— Start of Data for this task —

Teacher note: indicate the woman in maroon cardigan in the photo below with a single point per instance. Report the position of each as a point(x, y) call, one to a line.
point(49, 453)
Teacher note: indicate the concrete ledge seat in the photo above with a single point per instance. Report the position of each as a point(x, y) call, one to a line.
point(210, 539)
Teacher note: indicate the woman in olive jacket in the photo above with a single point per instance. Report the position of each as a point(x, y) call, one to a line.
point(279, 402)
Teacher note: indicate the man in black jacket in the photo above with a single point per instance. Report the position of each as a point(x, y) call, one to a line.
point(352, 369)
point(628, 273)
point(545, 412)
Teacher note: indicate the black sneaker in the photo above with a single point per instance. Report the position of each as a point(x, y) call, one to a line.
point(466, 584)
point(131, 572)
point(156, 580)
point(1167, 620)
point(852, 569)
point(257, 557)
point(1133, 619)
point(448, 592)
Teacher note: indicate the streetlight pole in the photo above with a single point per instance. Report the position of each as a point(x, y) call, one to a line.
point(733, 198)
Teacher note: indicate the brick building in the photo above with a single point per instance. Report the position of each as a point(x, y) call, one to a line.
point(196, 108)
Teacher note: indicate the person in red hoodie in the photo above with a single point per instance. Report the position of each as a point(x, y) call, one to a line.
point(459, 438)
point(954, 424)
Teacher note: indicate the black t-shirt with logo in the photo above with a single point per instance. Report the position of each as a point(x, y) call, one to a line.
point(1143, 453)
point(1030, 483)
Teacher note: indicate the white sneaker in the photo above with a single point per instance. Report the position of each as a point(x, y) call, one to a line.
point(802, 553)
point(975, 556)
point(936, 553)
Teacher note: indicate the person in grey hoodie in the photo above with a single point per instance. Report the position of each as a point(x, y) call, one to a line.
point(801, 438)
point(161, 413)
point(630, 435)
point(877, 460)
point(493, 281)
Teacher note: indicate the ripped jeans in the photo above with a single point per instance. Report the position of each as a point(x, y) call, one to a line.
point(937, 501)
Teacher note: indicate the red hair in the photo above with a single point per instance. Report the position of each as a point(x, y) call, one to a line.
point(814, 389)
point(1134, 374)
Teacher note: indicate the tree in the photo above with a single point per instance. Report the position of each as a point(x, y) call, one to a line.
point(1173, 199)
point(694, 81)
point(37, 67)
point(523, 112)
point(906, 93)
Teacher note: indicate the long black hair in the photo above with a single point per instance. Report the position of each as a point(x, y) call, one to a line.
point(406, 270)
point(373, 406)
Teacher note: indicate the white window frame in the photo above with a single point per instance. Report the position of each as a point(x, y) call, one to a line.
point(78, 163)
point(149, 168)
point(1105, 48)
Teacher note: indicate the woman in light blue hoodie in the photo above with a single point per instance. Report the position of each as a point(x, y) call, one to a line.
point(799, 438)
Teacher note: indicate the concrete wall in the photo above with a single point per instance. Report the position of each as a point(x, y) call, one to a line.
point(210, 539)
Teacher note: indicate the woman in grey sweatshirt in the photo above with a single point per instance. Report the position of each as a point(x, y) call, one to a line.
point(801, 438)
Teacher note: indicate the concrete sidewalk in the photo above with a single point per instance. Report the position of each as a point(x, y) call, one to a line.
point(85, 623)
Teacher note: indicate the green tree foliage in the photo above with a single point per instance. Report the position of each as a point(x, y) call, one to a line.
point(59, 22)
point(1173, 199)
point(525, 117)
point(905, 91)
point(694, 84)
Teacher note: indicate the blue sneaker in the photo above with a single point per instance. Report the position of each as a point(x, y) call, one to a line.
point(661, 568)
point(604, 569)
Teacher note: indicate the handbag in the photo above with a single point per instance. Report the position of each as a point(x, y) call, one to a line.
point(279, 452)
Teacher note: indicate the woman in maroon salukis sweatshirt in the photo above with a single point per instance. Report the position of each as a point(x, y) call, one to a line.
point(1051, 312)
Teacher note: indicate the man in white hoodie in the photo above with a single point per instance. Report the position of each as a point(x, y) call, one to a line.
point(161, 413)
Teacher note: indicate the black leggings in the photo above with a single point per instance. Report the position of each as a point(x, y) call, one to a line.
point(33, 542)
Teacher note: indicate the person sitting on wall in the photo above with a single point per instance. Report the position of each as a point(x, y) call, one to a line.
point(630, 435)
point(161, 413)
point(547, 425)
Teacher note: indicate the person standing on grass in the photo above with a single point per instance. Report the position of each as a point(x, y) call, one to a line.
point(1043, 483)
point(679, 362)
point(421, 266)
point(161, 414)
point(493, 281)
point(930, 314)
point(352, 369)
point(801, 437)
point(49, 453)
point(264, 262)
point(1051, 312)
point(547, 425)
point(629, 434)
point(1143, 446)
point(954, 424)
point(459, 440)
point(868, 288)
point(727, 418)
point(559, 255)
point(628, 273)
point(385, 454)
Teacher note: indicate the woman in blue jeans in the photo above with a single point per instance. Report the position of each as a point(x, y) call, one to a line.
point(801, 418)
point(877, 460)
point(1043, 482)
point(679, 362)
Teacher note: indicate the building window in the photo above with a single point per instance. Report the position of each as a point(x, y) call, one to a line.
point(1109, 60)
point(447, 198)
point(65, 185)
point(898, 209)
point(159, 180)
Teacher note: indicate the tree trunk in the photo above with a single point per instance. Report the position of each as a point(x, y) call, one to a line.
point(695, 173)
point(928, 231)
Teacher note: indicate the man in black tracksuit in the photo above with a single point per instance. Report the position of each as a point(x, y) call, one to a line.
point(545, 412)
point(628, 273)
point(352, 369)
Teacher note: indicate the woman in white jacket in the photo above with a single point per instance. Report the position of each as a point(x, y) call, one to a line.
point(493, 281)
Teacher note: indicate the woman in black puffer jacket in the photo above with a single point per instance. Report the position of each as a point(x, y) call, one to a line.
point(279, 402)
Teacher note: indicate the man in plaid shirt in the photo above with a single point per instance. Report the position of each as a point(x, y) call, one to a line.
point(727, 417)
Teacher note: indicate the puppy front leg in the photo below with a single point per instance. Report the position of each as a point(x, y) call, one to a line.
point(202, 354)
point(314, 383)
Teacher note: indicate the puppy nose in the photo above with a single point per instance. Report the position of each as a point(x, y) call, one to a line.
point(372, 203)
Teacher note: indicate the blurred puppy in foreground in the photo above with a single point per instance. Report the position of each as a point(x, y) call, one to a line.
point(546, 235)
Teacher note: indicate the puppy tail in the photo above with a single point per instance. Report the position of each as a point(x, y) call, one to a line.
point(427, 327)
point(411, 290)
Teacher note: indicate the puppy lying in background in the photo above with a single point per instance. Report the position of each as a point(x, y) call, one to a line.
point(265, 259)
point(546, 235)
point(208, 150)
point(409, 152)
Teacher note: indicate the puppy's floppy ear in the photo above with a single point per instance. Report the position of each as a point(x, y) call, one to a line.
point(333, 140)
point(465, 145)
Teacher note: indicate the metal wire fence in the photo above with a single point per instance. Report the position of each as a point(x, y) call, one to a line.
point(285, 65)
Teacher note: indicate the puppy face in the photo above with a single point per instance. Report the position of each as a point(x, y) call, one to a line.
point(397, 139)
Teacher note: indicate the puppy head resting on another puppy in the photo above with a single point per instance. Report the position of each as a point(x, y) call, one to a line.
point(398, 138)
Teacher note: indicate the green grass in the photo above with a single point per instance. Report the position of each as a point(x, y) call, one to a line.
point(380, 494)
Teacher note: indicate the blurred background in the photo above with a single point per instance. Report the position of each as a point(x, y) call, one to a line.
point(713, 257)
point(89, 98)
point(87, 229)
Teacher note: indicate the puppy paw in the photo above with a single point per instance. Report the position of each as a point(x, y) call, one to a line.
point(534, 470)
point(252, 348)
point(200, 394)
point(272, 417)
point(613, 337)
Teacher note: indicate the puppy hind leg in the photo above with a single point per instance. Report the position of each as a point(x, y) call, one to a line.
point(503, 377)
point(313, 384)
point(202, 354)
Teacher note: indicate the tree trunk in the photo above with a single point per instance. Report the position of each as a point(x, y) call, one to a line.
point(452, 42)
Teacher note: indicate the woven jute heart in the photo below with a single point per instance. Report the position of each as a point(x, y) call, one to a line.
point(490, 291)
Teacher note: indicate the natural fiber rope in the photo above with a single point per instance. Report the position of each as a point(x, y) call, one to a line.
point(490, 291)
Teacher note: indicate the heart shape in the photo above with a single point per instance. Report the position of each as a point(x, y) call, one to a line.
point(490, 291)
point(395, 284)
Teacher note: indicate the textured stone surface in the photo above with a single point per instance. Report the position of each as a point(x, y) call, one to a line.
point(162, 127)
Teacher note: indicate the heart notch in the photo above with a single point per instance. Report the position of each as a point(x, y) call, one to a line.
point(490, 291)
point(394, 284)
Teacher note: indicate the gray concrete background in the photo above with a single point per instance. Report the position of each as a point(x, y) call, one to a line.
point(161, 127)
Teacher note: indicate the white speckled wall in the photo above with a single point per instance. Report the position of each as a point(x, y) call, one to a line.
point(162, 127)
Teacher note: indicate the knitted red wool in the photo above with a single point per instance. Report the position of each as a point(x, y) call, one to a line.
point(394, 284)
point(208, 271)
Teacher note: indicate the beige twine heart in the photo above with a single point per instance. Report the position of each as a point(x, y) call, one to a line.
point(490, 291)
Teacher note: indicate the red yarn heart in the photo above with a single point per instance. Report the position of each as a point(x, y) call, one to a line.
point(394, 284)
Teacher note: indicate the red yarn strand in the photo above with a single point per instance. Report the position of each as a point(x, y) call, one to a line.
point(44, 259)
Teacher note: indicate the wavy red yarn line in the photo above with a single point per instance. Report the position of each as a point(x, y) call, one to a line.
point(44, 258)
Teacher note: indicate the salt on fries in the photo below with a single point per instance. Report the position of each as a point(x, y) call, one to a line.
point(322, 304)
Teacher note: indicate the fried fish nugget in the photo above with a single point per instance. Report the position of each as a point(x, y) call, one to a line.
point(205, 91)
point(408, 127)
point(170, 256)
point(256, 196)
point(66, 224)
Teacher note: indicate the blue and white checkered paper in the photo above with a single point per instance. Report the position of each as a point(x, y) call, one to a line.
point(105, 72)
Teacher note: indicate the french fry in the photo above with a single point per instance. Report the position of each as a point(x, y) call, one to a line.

— End of Data for this task —

=== Task goal ===
Begin at the line containing "Teacher note: indicate the fried" and reproduce each line through the end of the records above.

=== Output ===
Teacher note: indicate the fried fish nugget in the photo above with a single point per instance. Report the position of each as a point(x, y) call, one to a line.
point(205, 91)
point(408, 127)
point(170, 256)
point(256, 196)
point(66, 224)
Teacher note: indicate the blue and white checkered paper in the photo above with a single point per instance. Report the position of each as a point(x, y) call, one to a line.
point(105, 72)
Teacher note: indicate the french fry in the photo above with a single point per instance. Report the position of each as a point(x, y) call, one to a line.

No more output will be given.